§ Exercise instructions: The data below holds a line containing "target | blue and white onion dome" and a line containing "target | kremlin tower"; please quote exactly those two lines and every line between them, and nothing else.

[Data provided — start]

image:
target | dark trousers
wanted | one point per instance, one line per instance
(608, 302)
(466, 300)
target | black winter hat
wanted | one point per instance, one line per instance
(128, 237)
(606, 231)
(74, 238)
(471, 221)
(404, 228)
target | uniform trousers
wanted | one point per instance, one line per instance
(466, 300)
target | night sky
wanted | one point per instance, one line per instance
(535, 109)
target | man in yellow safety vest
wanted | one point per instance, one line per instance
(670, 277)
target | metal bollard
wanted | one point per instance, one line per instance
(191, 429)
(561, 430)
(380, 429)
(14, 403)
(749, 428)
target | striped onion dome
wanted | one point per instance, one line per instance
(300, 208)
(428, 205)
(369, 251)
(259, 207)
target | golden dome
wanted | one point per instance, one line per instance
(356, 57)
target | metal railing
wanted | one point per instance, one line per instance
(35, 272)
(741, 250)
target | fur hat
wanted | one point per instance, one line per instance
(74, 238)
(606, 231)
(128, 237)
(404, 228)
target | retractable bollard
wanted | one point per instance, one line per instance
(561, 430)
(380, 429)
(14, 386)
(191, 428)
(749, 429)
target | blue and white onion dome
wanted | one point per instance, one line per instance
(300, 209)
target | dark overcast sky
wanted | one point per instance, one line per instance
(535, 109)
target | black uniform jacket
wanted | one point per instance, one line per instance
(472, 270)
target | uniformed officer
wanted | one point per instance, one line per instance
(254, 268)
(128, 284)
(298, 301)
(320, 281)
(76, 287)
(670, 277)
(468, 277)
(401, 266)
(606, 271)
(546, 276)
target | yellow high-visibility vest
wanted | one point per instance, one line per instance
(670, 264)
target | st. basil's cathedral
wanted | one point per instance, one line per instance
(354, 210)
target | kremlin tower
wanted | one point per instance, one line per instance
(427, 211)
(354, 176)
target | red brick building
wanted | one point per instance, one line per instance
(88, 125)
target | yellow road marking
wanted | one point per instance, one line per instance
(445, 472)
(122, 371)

[Data provided — finish]
[Data provided — start]

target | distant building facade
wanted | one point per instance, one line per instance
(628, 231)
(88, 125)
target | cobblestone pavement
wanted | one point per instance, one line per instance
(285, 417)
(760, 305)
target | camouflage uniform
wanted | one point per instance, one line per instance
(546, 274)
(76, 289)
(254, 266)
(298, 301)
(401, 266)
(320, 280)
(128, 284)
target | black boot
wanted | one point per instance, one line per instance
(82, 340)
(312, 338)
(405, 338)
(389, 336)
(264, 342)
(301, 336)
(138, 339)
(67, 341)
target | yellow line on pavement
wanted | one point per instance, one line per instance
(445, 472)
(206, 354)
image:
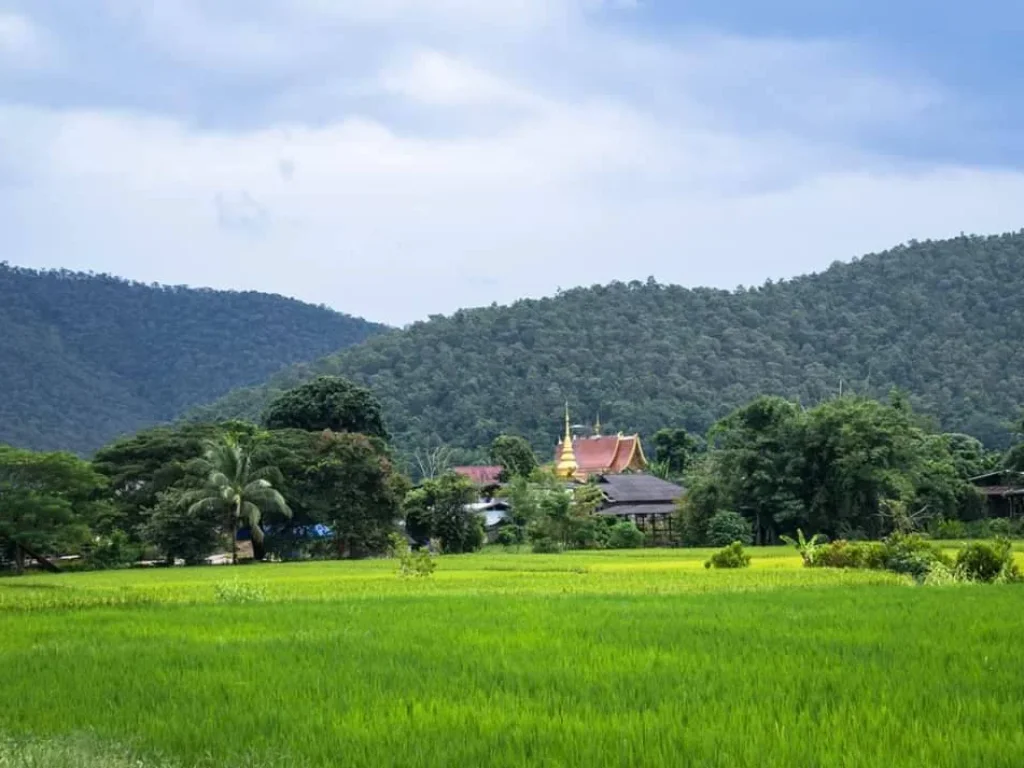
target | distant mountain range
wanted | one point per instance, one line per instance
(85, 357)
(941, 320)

[Data provided — finish]

§ Your response:
target | blue and white onion dome
wanted | one point per instance, one line per instance
(300, 209)
target | dark overcast sky
wanted | one point per instance, one line per instance
(535, 109)
target | black uniform jacket
wanted | one point per instance, one line per instance
(472, 270)
target | uniformed officer
wanted | one point per instance, one line per instance
(254, 268)
(128, 284)
(298, 301)
(320, 281)
(76, 287)
(670, 277)
(468, 277)
(401, 266)
(606, 271)
(546, 276)
target | yellow high-visibility vest
wanted | one point per instance, one line per instance
(670, 264)
target | st. basil's cathedral
wanted | one point per instance, one line per instance
(354, 210)
target | kremlin tower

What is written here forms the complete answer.